Data for analysis:
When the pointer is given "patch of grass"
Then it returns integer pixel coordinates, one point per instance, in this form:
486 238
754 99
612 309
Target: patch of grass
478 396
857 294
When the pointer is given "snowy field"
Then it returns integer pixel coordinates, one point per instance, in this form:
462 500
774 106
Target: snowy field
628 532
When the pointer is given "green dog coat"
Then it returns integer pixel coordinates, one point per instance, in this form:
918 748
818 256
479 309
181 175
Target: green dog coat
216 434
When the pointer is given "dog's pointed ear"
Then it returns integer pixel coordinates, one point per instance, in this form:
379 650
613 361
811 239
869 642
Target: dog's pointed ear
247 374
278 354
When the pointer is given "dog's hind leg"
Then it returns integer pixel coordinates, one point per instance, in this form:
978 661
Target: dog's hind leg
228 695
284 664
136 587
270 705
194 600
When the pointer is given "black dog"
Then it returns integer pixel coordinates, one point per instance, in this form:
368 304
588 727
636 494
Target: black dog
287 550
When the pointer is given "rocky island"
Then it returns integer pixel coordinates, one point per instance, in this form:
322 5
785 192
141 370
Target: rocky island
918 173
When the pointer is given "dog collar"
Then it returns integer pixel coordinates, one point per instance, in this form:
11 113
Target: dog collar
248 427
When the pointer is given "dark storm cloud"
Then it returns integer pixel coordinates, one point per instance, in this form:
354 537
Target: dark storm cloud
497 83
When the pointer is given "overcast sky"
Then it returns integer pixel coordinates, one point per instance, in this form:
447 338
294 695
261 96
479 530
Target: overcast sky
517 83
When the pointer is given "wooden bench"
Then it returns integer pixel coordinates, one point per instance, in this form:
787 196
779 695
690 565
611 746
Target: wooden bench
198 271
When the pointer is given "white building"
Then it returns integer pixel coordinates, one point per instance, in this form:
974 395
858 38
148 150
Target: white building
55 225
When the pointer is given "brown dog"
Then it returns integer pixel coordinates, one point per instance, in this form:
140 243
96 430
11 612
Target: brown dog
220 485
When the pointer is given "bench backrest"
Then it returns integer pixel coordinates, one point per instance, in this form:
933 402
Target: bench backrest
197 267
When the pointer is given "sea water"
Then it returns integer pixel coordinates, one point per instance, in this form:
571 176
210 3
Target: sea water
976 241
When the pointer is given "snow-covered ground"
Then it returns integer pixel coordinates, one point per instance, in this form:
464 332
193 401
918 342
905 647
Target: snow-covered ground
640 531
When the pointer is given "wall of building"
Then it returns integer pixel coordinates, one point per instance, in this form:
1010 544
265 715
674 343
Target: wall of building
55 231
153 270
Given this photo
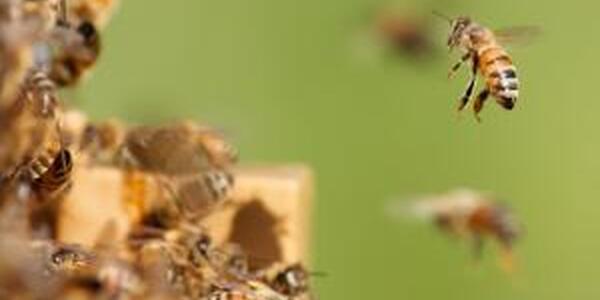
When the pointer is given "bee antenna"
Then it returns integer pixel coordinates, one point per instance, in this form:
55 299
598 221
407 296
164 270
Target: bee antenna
442 16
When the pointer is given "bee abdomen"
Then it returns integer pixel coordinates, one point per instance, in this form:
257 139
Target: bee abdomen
501 75
504 84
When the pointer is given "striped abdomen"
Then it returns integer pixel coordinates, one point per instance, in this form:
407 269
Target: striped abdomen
500 75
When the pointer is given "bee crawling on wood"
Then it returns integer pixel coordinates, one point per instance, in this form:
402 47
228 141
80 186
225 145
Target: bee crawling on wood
483 48
192 161
293 281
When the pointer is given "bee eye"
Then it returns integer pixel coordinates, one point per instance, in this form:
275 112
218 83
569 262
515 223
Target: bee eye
87 30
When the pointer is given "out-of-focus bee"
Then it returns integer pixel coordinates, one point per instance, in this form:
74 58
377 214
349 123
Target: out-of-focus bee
96 11
483 48
468 214
292 281
192 160
405 34
100 142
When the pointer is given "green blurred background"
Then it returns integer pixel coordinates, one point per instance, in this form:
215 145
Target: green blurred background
283 78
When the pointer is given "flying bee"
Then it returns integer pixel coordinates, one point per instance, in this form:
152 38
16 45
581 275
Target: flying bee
483 48
473 216
405 34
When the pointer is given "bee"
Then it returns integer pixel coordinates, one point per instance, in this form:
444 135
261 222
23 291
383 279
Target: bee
405 34
191 167
96 11
468 214
482 47
41 92
79 49
292 281
56 178
248 290
63 258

Directions: Pictures aside, print every line of the material exactly.

Solution to this exercise:
When the pointer is given "patch of grass"
Then it returns integer pixel coordinates, one point per instance, in this form:
486 238
754 99
612 309
Target: patch of grass
478 396
857 294
When the pointer is given "snowy field"
Then it returns integer pixel coordinates, one point per instance, in this form:
462 500
774 106
Target: snowy field
628 532
When the pointer is given "green dog coat"
Then it returns integer pixel coordinates, one point per instance, in this form:
918 748
818 256
479 309
181 175
Target: green dog coat
216 434
When the pointer is given "dog's pointed ear"
Then it returns integer pixel coordinates, one point per instance, in this form:
379 650
613 361
811 239
869 642
Target: dog's pointed ear
247 374
278 354
When the pointer is given "dog's hind leg"
Then it returns integer pixel coordinates, one point per instance, in this form:
978 661
Target: dog's hind leg
228 695
284 664
136 587
270 705
194 600
When the pointer is given "black dog"
Then it returns integer pixel coordinates, one point per instance, in this form:
368 304
588 727
636 494
Target: black dog
287 550
When the pointer is given "rocky island"
Then it returns integer pixel coordinates, one point per instance, in this form:
322 5
785 192
141 370
Target: rocky island
918 173
When the pointer is given "dog collar"
Then it returns integer pixel coordinates, one point per instance, in this form:
11 113
Target: dog collar
248 427
When the pointer is given "dark storm cloud"
Then it returns integer pixel coordinates, one point per instance, in this form:
354 537
Target: dark storm cloud
497 83
When the pointer is given "overcast sky"
Then it returns integer pixel coordinates, one point per instance, in this form:
447 338
294 695
261 96
479 530
Target: overcast sky
517 83
When the pointer is given "wooden bench"
Then it returns integer pixel coordinates, one point per instance, in this form:
787 196
779 695
690 565
611 746
Target: wooden bench
198 271
When the pointer is given "white building"
Then it returns integer pixel coordinates, one point per instance, in this form:
974 395
858 38
148 150
Target: white building
55 225
When the pointer is given "brown dog"
Then it returns integer pixel coordinates, one point per instance, in this form:
140 243
96 430
11 612
Target: brown dog
220 485
When the pointer is given "bench backrest"
Then it returns integer pixel coordinates, one point per instance, in this form:
933 402
Target: bench backrest
197 267
When the pointer is given "sea water"
Then it returns integer pixel coordinates, one point per instance, in this form:
571 176
210 3
Target: sea water
976 241
When the pointer is given "snow-covered ground"
Then it returns integer pixel coordinates, one point per instance, in this form:
464 332
193 401
918 342
905 647
Target: snow-covered ground
640 531
When the pointer is given "wall of building"
Then it returns integer pixel coordinates, one point per instance, in this form:
1010 544
265 715
674 343
Target: wall of building
55 231
153 270
Given this photo
When the pointer is given "bee antenna"
Then it returns integer pixel coordinates, one point per instance, in this form:
55 299
598 221
407 296
164 270
Target: bee antenna
442 16
When the pointer is given "bee abdomen"
Then it returns integer pixel coordinates, one point per instance, in this form:
257 139
Target: bee abdomen
501 75
504 84
When the pointer is given "striped abdomen"
Then it returns integer pixel coordinates, one point per instance, in this form:
407 269
Target: striped abdomen
500 75
When the pointer is given "bee crawling on wood"
Then it returns integer pixel coordinates, one point per instance, in this form:
402 47
228 141
80 186
225 145
Target: bee crawling on wood
483 48
192 161
293 281
When the pointer is given "bee eye"
Then it returns integer pixel coordinates, one point per instance, in this form:
275 112
218 83
569 262
515 223
Target: bee eye
87 30
When the pointer is given "out-of-focus bee"
Then it returns integer pixel coordinates, one point per instance, in this form:
74 58
377 214
349 123
Target: out-of-focus bee
96 11
483 48
468 214
292 281
192 160
405 34
100 142
When the pointer is given "green blurred background"
Then it returns integer pixel coordinates, one point per instance, in this form:
215 145
Target: green blurred background
283 78
When the pointer is given "flying bee"
Then it returns integer pixel coordinates, one point per instance, in this form:
152 38
16 45
581 275
Target: flying bee
483 48
473 216
405 34
When the pointer is given "bee"
Then it returns integer pixel coordinates, one point per instance, in this form:
444 135
261 222
23 291
383 279
Target: bee
405 34
191 167
96 11
468 214
482 47
41 92
79 49
292 281
56 178
248 290
63 258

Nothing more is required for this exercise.